*** Text under study Section Begins ***
As the container shipping industry entered 2020, all eyes were on the potential disruptive effects of IMO 2020 and the phasing-in of low-sulfur fuel. The concerns were plentiful, and questions abounded. Would the carriers be successful in passing on the additional costs? Would there be sufficient amounts of low-sulfur fuel available? Could the fuel quality be trusted? Would the rules even be enforced? Is scrubber installation more economically viable for carriers? Is liquefied natural gas (LNG)?
But before the industry could even begin to answer any of these questions, a new virus emerged in China and in a scant few weeks, managed to take front and center stage in terms of disruption.
We do not yet know what the eventual full scale and impact of the coronavirus disease 2019 (COVID-19) will be, but one can already predict a series of events which will impact global trade — both directly and tangentially — as well as recognize a deeper systemic risk within the liner shipping industry.
Please note that the following only focuses on the ramifications for container shipping. The core of the crisis is humanitarian in nature, but we will leave that discussion to those more qualified.
The coronavirus outbreak has started to topple a series of dominoes. The first domino was the failure to reopen Chinese manufacturing facilities following annual Chinese New Year closures. This created a massive shortfall in Chinese exports and, therefore, a drop in container demand.
*** Text under study Section Ends ***
*** Record excerpts Section Begins ***
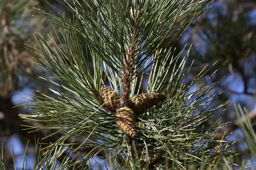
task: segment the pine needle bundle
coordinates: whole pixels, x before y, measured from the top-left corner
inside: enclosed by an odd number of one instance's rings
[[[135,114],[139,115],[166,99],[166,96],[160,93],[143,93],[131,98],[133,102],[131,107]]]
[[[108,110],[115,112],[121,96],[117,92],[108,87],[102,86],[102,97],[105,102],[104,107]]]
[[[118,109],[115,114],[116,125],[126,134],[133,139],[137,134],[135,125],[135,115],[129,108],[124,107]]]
*** Record excerpts Section Ends ***
#### [Questions]
1. Do the following statements agree with the article on container shipping and the coronavirus? Answer yes or no for each and quote the words that decide it.
(a) The first domino was the failure to reopen Chinese manufacturing facilities after the annual Chinese New Year closures.
(b) The full scale and impact of COVID-19 is already known.
(c) The article's main focus is the humanitarian side of the crisis.
2. List every question that the article on container shipping and the coronavirus raises about IMO 2020 and low-sulfur fuel.
3. Copy the article on container shipping and the coronavirus word for word, from "As the container" to "terms of disruption.".

#### [Expected responses]
1.
(a) Yes: "The first domino was the failure to reopen Chinese manufacturing facilities following annual Chinese New Year closures."
(b) No: "We do not yet know what the eventual full scale and impact of the coronavirus disease 2019 (COVID-19) will be"
(c) No: "Please note that the following only focuses on the ramifications for container shipping."

2.
1. Would the carriers be successful in passing on the additional costs?
2. Would there be sufficient amounts of low-sulfur fuel available?
3. Could the fuel quality be trusted?
4. Would the rules even be enforced?
5. Is scrubber installation more economically viable for carriers?
6. Is liquefied natural gas (LNG)?

3.
As the container shipping industry entered 2020, all eyes were on the potential disruptive effects of IMO 2020 and the phasing-in of low-sulfur fuel. The concerns were plentiful, and questions abounded. Would the carriers be successful in passing on the additional costs? Would there be sufficient amounts of low-sulfur fuel available? Could the fuel quality be trusted? Would the rules even be enforced? Is scrubber installation more economically viable for carriers? Is liquefied natural gas (LNG)?
But before the industry could even begin to answer any of these questions, a new virus emerged in China and in a scant few weeks, managed to take front and center stage in terms of disruption.